• **Task to carry out**: Go through the entries below and copy every line that holds the word "Quickstart".

─── Data to use ───

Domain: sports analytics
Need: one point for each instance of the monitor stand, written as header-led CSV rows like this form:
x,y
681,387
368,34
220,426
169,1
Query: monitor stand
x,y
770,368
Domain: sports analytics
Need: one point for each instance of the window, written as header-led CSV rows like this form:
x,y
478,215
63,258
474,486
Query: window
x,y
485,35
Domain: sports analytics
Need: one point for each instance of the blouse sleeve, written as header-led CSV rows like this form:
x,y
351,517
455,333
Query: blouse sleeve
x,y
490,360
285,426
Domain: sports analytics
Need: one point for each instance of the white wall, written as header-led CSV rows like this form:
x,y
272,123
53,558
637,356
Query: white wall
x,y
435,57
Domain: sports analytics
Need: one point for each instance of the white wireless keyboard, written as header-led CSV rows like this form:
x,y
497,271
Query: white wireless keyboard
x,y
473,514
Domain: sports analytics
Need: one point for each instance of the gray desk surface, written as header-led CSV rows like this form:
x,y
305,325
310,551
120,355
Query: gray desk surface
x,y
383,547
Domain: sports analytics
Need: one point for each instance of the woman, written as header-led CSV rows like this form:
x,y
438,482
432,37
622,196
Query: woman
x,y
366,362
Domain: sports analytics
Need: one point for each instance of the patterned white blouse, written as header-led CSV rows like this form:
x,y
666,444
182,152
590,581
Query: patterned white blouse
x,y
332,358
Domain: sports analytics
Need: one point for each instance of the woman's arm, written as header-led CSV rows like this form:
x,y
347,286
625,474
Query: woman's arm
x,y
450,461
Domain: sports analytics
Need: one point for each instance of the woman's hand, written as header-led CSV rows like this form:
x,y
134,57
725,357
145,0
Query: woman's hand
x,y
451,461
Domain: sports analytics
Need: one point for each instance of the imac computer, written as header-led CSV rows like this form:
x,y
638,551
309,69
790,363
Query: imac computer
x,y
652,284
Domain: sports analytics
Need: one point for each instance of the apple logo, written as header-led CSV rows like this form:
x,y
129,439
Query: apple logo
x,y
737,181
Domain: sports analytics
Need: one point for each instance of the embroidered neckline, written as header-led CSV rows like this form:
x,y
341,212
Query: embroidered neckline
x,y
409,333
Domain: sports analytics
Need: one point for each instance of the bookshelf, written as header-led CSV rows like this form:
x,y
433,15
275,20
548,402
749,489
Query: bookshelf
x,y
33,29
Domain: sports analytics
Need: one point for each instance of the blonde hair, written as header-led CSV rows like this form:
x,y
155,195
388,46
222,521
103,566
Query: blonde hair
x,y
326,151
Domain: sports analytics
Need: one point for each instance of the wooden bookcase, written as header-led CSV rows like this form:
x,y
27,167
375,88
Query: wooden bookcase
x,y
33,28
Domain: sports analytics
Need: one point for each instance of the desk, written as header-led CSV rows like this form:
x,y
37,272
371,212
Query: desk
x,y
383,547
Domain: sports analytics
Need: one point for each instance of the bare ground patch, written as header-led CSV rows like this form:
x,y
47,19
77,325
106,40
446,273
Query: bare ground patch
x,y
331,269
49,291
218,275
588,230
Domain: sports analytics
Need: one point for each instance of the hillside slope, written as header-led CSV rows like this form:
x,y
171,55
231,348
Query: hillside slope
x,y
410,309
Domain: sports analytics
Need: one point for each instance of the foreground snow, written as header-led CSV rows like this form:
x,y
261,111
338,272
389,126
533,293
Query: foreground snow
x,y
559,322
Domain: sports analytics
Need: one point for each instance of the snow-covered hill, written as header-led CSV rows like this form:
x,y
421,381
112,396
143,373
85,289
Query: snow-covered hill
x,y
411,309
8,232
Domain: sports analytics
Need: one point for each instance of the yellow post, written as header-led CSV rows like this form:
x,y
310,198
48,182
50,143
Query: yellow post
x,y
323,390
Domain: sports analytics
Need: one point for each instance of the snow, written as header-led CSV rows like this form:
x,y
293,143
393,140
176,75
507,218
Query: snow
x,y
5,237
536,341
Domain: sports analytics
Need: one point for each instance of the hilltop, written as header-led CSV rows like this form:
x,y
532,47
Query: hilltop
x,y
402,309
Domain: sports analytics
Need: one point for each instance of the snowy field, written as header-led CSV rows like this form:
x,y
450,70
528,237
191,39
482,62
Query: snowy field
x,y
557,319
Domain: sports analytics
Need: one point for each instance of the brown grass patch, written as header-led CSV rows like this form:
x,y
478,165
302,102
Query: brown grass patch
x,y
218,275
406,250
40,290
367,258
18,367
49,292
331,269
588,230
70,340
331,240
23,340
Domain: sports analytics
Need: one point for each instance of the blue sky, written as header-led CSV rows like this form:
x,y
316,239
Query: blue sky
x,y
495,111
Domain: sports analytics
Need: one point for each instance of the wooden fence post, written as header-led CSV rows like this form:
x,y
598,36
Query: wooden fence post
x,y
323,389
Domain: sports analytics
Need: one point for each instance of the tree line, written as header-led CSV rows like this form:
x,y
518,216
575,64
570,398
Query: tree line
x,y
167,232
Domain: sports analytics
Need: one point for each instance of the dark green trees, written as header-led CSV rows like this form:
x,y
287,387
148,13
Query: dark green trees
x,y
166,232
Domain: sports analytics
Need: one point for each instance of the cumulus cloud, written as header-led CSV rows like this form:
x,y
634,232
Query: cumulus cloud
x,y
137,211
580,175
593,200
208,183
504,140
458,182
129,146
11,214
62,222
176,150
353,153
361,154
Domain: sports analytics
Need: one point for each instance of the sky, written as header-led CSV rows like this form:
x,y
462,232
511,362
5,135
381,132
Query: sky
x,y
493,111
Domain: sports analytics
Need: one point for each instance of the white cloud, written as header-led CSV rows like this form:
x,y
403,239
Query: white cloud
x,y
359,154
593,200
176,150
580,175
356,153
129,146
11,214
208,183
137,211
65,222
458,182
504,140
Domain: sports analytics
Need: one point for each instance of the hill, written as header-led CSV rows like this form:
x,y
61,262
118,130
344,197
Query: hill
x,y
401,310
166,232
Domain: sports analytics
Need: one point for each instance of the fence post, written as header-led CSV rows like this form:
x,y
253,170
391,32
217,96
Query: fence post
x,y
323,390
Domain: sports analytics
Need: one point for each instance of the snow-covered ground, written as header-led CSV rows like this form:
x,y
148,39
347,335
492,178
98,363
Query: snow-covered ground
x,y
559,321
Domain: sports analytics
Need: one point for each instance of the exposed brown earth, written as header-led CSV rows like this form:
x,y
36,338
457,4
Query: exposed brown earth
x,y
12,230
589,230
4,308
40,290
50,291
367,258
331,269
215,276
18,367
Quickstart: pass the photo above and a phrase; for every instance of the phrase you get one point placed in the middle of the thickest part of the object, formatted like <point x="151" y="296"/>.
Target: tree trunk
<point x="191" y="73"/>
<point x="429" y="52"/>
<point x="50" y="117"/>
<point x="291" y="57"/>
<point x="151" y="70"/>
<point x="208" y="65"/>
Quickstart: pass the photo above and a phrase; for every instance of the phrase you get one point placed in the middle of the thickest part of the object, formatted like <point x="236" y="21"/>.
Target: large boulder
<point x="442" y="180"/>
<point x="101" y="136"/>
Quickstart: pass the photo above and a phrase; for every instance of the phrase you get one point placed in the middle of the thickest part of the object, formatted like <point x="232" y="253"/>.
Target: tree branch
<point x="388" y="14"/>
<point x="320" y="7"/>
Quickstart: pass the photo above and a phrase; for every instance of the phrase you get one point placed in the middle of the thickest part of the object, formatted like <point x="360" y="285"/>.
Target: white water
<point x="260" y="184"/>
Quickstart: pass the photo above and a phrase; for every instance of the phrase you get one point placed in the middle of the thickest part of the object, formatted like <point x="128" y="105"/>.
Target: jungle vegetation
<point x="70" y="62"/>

───

• **Exercise response**:
Quickstart: pass the photo above and a phrase; for every instance of the phrase you get one point placed in the middle of the thickest part of the object, formatted like <point x="151" y="296"/>.
Quickstart: pass the photo above and a phrase; for every instance of the phrase you get one point placed in the middle of the thickest part of the object, formatted like <point x="236" y="21"/>.
Quickstart: pass the photo above and a phrase; for every instance of the phrase you get one point placed in the middle of the thickest part of the object, formatted like <point x="232" y="253"/>.
Quickstart: pass the photo above and a phrase; for every instance of the phrase you get one point placed in the middle of the thickest part of the object, formatted like <point x="360" y="285"/>.
Quickstart: pass the photo above and a phrase; for every instance of the phrase you get one point placed in the middle of the thickest part of the object, formatted like <point x="128" y="105"/>.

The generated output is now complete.